Все виды искусств зародились в недрах религии. Первоначально музыка выступала как средство экстаза, харизмы, экзорцизма, а колдун – как священный певец и плясун. У истока изобразительных искусств находятся иконы, настенная церковная живопись. Первичным источником поэзии были мистически-эротические гимны и ноэли, культивирующие любовь к Богу. А великая поэзия мифов?

«Религиозная жизнь, – писал Вильгельм Дильтей, – является основой интеллектуального развития, непреходящей фазой смысла человечества. Она является первоначальной основой исторической жизни и во все времена останется составной частью человеческой природы».

Мифология и философия не просто произошли из религии, но и неотделимы от нее, как от веры. Быть философом и не верить нельзя. Ведь даже атеизм объединяет с религией вера – из веры произошло само неверие.

ЗАДАЧИ =>
a) Почему, согласно фрагменту о религии и искусстве, нельзя быть философом и не верить? Ответьте в одном–трёх предложениях.
b) Средством чего, по словам фрагмента о религии и искусстве, первоначально выступала музыка? Перечислите всё названное.
Записи — самостоятельный материал и с фрагментом не связаны.

ПРЕДОСТАВЛЕННЫЕ ЗАПИСИ =>
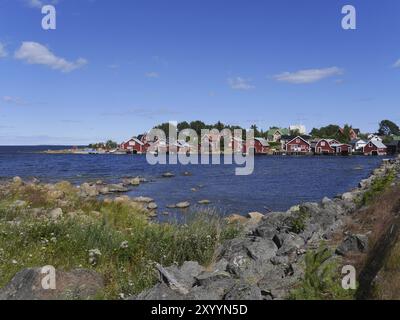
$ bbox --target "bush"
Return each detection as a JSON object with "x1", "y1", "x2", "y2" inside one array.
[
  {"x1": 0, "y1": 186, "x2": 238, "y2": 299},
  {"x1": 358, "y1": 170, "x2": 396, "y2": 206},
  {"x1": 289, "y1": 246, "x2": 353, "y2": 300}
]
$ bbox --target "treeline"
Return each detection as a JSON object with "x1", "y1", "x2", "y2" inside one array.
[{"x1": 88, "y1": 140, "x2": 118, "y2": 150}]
---
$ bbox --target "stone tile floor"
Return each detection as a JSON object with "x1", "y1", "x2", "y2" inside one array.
...
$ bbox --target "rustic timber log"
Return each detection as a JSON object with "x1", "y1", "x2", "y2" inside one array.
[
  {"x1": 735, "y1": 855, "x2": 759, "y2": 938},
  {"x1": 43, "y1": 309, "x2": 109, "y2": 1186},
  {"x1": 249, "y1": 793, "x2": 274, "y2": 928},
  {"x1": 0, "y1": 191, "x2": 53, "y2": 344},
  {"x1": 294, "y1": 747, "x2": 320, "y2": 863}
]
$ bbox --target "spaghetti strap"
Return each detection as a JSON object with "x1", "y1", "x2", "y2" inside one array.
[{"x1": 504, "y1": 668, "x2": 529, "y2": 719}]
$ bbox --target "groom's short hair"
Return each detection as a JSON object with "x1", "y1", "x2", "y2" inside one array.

ОТВЕТЫ ПО ПОРЯДКУ =>
a) Философия, как и мифология, не просто произошла из религии, но и неотделима от неё как от веры. Даже атеизм объединяет с религией вера, ведь из веры произошло само неверие.

b) Средством экстаза, харизмы и экзорцизма.